* ASSIGNMENT
Read the records and gather each line that includes "pointer".

Data entries:

————

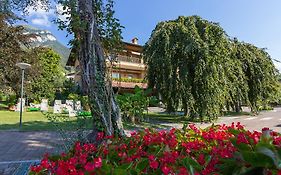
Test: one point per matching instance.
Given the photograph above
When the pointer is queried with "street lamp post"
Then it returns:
(22, 66)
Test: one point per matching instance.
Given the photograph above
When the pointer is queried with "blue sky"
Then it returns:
(254, 21)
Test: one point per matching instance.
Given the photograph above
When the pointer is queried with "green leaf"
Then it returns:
(142, 165)
(257, 159)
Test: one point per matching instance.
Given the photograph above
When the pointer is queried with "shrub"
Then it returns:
(216, 150)
(133, 105)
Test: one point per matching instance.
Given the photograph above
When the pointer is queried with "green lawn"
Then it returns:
(36, 121)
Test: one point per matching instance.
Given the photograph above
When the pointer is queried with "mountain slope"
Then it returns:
(45, 38)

————

* OUTPUT OF THE EXERCISE
When the pointer is queried with "street lamp post"
When the pointer is queried with "blue sky"
When the pointer is queried with "green leaf"
When the pointer is queried with "shrub"
When the pointer is queried with "green lawn"
When the pointer is queried with "mountain slope"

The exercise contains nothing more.